La tarea:
Enumera todas las líneas de las entradas que contienen la palabra "plank", distinguiendo entre mayúsculas y minúsculas.

Información proporcionada:
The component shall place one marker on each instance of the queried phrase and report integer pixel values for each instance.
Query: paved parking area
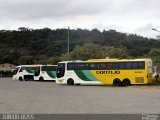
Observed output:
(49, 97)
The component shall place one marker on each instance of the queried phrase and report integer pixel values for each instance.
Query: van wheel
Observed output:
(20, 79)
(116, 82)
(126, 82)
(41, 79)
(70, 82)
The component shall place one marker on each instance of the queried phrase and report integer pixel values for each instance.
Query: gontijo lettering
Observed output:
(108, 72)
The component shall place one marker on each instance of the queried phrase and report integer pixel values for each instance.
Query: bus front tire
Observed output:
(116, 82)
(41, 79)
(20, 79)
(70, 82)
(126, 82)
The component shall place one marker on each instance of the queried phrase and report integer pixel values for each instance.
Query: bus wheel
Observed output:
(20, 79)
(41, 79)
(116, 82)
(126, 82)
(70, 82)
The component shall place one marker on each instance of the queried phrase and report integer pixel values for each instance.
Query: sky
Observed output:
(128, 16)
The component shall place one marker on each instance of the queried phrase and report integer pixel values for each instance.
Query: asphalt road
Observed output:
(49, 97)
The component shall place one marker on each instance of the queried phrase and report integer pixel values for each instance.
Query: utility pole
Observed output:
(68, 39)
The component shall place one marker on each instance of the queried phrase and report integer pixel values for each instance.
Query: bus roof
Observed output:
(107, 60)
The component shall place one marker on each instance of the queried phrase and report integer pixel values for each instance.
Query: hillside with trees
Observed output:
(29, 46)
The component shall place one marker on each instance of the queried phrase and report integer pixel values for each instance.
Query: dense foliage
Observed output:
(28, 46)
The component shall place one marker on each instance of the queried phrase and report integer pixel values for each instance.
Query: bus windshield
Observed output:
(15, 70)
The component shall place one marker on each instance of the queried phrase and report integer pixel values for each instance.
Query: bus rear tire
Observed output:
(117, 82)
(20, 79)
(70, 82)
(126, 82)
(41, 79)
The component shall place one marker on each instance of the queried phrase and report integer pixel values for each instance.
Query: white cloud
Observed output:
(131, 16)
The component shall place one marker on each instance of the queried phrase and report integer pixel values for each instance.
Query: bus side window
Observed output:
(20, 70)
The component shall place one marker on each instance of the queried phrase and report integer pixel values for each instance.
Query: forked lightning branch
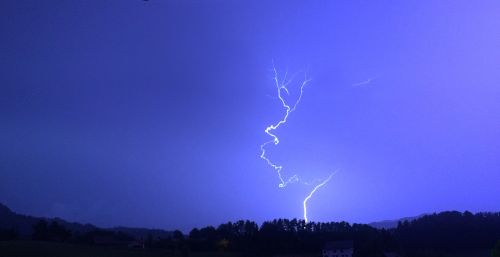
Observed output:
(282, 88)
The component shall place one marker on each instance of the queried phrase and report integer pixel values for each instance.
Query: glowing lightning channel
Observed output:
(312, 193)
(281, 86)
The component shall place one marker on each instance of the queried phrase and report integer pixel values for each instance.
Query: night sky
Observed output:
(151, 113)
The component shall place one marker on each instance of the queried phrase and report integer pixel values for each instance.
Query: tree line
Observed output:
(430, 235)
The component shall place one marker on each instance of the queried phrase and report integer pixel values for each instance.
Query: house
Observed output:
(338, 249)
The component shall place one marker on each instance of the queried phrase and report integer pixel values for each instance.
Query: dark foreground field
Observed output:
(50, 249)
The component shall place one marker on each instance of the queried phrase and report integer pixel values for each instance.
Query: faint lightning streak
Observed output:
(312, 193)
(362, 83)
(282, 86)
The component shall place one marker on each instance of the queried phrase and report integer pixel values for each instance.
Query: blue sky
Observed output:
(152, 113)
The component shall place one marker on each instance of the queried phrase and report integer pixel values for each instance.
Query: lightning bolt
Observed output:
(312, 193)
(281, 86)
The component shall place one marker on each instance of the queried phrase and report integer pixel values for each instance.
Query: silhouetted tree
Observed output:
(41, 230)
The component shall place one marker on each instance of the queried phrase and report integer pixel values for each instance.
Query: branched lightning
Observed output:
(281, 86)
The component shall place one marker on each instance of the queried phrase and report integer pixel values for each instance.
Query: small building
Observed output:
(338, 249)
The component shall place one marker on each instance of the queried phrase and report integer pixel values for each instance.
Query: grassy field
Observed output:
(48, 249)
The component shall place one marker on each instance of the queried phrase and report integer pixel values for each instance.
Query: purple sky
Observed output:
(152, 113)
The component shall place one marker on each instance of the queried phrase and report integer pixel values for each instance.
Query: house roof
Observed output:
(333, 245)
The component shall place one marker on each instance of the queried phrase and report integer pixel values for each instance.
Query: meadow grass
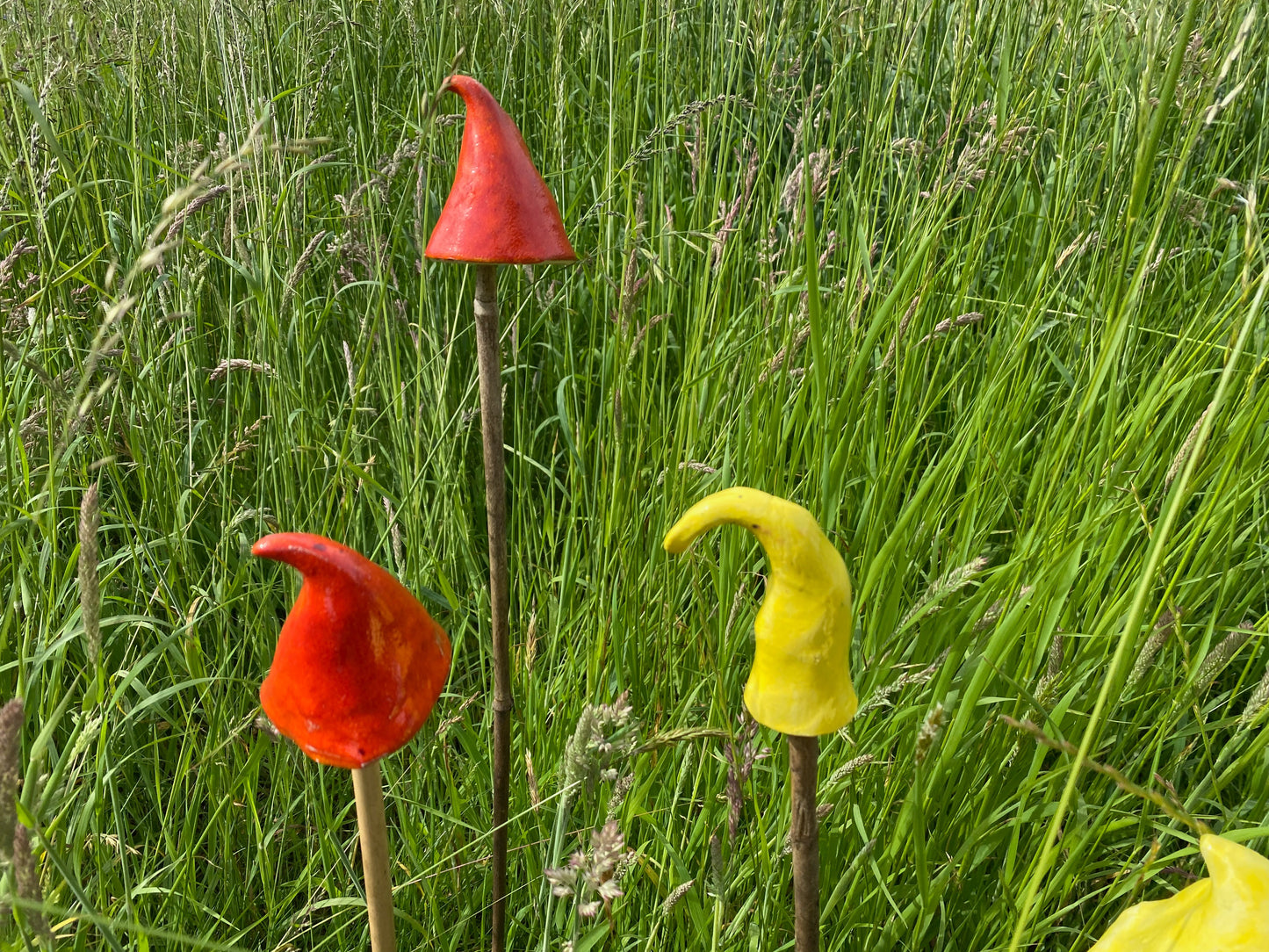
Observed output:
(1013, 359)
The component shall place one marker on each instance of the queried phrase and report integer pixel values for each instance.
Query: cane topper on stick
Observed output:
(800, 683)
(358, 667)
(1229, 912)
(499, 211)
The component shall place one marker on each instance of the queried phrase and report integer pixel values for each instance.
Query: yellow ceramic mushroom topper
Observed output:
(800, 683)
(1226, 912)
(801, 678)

...

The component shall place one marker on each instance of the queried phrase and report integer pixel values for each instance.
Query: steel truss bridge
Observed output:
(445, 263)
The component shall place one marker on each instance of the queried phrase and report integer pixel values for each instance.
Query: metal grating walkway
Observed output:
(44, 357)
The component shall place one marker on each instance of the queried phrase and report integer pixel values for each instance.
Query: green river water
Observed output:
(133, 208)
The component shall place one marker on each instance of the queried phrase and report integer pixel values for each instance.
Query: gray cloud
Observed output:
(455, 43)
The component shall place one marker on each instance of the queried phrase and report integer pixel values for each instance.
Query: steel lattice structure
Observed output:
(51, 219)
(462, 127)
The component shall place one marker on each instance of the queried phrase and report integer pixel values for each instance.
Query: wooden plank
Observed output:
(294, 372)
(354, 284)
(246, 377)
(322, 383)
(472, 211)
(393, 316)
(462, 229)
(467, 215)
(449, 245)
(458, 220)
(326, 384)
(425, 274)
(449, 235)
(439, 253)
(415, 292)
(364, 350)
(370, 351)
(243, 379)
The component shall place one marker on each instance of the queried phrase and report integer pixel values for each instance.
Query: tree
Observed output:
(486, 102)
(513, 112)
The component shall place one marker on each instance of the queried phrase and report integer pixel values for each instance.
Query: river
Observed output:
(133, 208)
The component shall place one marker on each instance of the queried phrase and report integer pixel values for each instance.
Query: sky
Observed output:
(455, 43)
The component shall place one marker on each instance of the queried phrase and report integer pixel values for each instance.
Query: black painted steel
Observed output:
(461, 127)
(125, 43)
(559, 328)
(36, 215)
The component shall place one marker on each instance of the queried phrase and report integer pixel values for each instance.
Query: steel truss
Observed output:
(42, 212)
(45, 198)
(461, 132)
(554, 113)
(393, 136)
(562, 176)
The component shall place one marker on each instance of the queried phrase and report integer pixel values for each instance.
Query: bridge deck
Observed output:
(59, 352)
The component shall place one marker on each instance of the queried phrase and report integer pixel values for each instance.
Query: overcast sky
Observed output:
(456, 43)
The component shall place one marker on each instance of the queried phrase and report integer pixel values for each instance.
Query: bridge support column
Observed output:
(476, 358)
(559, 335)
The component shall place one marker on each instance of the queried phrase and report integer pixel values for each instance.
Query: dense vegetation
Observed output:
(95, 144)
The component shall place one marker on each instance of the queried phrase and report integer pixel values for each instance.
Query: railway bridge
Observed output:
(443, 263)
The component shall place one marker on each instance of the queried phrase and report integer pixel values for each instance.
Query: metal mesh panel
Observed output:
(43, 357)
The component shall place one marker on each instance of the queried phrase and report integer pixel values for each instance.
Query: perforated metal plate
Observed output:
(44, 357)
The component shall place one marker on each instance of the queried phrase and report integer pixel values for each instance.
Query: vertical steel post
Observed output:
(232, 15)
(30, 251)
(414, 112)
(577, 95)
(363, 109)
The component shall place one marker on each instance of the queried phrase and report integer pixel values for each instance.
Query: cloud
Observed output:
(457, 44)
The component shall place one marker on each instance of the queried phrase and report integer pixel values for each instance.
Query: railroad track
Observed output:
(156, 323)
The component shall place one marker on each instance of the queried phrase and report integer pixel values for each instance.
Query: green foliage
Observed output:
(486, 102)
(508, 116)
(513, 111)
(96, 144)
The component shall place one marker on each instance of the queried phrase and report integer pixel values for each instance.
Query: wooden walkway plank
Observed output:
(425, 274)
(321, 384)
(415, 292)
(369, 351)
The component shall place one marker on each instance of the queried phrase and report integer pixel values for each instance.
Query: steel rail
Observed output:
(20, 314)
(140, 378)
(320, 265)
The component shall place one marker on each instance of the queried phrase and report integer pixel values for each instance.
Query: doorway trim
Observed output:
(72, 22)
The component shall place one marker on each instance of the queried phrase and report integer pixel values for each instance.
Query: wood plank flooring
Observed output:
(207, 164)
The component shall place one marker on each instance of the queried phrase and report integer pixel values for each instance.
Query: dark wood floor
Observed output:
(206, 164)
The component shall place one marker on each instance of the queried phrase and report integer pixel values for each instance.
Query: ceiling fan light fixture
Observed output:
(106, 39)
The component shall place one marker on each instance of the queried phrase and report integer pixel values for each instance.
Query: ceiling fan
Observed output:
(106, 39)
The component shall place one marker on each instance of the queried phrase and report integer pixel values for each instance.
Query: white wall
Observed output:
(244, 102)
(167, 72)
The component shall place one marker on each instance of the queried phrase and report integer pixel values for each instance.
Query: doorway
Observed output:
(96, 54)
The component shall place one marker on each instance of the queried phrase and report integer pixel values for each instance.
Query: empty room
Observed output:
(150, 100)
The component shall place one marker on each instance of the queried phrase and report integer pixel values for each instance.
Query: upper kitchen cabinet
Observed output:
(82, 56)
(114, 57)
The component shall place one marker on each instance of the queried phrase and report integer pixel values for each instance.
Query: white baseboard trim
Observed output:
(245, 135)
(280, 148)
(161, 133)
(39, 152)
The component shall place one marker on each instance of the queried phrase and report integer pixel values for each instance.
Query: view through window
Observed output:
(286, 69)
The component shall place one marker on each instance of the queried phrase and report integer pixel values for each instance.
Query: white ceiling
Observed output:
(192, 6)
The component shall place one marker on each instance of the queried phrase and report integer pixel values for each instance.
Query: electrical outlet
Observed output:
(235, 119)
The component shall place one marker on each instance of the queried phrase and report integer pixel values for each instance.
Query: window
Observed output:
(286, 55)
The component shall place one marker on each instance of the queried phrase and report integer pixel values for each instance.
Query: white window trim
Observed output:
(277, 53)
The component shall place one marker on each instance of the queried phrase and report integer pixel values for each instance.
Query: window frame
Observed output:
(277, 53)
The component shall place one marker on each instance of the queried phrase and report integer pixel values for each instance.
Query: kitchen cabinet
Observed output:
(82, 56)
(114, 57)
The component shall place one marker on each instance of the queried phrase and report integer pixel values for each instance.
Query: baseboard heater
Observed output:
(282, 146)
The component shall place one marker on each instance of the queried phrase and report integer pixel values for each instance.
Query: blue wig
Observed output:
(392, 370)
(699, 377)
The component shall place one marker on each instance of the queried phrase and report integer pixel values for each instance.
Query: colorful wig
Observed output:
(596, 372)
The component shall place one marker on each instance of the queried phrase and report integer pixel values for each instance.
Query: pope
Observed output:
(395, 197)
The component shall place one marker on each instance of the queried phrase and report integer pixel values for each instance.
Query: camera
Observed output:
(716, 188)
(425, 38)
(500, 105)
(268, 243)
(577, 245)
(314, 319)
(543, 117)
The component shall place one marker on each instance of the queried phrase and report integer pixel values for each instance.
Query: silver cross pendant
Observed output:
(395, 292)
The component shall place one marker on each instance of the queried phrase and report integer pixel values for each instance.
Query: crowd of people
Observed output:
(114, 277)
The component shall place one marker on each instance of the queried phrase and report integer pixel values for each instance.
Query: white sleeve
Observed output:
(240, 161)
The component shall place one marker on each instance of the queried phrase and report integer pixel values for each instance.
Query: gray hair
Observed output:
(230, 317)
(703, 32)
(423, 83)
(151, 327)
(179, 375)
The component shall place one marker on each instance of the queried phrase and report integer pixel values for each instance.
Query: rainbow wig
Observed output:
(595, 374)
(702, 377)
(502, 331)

Respuesta:
Query: wooden plank
Query: wooden walkway plank
Query: wood plank flooring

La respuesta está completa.